=== Records supplied ===
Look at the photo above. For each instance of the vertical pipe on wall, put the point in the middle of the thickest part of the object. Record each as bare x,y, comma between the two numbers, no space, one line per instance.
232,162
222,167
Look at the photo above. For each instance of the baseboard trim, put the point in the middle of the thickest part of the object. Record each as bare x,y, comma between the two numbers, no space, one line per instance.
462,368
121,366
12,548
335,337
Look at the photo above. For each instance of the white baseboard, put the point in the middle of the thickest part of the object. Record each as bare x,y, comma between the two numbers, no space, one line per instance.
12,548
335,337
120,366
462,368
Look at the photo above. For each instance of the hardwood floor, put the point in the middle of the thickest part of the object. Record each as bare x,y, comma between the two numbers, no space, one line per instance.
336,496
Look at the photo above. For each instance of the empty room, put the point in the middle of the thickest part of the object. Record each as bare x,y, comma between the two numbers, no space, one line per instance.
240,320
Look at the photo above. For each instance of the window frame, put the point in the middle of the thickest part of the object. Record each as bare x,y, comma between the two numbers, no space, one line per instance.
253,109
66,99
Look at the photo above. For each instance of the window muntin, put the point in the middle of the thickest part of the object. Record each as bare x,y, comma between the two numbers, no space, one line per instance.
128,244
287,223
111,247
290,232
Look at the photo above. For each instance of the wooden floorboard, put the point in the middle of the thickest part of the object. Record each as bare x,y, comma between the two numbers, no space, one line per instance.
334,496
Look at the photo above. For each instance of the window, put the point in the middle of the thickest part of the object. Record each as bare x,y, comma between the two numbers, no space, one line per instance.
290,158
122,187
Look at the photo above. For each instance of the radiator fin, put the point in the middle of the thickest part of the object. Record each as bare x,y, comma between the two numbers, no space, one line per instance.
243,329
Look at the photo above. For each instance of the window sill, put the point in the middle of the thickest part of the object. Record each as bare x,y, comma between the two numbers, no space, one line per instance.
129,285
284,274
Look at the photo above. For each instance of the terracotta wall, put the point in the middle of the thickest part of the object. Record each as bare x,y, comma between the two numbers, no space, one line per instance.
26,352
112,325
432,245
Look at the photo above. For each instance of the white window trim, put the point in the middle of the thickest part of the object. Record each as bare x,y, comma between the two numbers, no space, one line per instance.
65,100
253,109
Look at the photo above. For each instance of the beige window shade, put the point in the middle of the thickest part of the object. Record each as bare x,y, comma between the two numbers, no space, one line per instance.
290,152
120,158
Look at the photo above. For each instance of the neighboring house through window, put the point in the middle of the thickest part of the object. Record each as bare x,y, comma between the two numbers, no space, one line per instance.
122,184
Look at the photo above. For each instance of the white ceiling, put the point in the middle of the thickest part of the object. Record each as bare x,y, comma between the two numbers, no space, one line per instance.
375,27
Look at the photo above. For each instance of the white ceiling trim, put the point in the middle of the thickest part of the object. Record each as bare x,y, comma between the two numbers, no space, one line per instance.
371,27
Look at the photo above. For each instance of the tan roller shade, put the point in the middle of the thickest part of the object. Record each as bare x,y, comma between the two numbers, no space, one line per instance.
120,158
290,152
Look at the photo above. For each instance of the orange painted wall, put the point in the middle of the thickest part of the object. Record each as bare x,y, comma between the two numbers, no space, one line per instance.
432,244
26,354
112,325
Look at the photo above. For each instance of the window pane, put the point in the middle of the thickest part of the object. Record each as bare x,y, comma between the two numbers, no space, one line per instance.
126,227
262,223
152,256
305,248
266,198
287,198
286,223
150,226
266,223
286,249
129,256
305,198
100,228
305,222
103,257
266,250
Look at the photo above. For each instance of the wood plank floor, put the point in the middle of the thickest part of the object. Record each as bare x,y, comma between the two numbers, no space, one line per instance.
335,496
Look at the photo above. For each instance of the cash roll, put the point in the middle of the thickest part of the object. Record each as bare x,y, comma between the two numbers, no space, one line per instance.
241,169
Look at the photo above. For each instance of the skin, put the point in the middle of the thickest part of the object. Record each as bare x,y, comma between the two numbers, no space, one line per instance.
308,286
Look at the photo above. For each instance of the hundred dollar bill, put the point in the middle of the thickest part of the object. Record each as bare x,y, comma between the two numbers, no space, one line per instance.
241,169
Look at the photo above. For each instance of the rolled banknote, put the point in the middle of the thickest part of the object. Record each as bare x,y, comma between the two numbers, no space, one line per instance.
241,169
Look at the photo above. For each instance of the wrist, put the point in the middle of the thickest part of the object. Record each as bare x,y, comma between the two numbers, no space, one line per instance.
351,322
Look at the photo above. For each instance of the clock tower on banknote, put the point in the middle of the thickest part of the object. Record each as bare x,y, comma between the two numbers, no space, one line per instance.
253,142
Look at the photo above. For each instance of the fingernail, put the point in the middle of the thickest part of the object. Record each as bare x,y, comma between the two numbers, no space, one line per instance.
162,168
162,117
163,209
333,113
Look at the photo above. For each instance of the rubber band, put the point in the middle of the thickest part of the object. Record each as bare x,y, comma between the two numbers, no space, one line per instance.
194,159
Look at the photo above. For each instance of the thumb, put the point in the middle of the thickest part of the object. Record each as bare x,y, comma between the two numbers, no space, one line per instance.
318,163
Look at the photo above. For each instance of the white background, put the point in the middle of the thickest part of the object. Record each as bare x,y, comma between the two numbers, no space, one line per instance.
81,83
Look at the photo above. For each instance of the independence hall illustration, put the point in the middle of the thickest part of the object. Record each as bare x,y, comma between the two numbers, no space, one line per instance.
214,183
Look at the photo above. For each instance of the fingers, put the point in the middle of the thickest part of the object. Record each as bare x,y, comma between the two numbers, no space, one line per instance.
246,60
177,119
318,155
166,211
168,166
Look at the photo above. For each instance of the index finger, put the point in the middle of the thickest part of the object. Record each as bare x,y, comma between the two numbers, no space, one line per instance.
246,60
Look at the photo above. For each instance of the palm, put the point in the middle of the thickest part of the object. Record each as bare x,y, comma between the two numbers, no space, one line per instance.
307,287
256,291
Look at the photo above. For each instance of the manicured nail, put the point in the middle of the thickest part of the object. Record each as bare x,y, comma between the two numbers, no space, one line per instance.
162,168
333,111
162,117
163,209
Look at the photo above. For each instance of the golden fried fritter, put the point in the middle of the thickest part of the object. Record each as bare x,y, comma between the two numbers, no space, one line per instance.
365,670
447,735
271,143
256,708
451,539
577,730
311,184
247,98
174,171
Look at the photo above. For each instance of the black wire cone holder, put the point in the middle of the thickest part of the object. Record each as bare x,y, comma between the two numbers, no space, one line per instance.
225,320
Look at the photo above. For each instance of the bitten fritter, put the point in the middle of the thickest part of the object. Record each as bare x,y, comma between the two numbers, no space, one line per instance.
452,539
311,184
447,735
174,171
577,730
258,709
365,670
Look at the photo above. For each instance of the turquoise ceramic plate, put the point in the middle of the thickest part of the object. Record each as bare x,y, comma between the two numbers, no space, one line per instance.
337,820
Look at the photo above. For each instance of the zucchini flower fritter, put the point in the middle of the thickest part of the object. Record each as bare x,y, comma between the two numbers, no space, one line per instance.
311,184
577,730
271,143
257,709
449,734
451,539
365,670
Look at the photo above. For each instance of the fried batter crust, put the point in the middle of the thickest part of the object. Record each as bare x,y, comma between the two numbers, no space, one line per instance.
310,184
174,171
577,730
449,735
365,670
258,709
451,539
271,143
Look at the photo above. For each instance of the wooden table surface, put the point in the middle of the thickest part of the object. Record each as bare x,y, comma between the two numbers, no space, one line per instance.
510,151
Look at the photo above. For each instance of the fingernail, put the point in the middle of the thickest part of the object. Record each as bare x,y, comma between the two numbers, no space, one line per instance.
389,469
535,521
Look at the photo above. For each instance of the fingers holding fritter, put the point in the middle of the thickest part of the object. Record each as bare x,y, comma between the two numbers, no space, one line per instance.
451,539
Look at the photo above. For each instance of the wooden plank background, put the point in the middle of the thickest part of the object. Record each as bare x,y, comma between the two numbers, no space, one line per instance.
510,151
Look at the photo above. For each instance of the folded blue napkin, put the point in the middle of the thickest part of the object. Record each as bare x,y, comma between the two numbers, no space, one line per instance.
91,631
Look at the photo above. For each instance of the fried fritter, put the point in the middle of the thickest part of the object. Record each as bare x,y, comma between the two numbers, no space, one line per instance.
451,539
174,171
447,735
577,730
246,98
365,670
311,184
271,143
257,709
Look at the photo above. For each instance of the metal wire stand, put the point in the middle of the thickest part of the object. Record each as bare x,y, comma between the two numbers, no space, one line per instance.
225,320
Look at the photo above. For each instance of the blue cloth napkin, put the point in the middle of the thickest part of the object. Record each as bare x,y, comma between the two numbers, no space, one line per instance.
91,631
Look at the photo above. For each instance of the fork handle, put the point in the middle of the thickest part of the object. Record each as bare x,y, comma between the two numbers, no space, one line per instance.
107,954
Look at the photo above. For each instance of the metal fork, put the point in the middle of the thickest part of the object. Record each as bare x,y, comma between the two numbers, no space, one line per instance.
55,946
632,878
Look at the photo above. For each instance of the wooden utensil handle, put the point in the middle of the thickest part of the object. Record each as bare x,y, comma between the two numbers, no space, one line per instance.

=== Required task ===
Starting at the line that contains "the wooden plank", retype each line through the end of the listing above and nothing else.

=== Solution ===
Look at the photo above. For each instance of the wooden plank background, put the point in the middle of the thickest part of the object. Record each as bare x,y, comma between the two numbers, no space, one line per instance.
510,151
Look at the photo above. For each instance of the folded blue napkin, put the point in the middle of the thickest part of the object. Record each as bare x,y, comma between the two numbers, no space, one line per instance.
91,631
Look at the photo above. For each instance of the fried fritter, put the point in the middle of the thickest part of the object. Record each as bare x,y, comma between the two numbers, no space, one line per instance.
451,539
174,171
447,735
577,730
246,98
365,670
311,184
271,143
257,709
Look at the photo above. For each instance of the metal wire stand, put the point in the middle of the thickest part of the object. Record each as bare x,y, comma between the two numbers, no space, one line per instance.
225,320
Look at the photo above. For each instance of the blue cloth napkin, put the point in the middle of the thickest part of the object. Record each as bare x,y, comma between the two numbers, no space, one line per instance.
91,631
Look at the photo above. For each instance of the fork handle, put the point in the middle of the thickest part of the object. Record each as bare x,y, comma between the two numbers, no space, one line per instance.
107,954
Look at the photo above. For each instance of the metal fork, put the point in the middle of the thickest part of the object. Record each as bare x,y, comma between the two numbers, no space, one line per instance.
55,946
632,878
Look at the photo above. For each instance of the wooden utensil handle, put the point in the middle of the thickest part of the object. Record each as bare x,y, comma between the two numbers, no space, one line per instance.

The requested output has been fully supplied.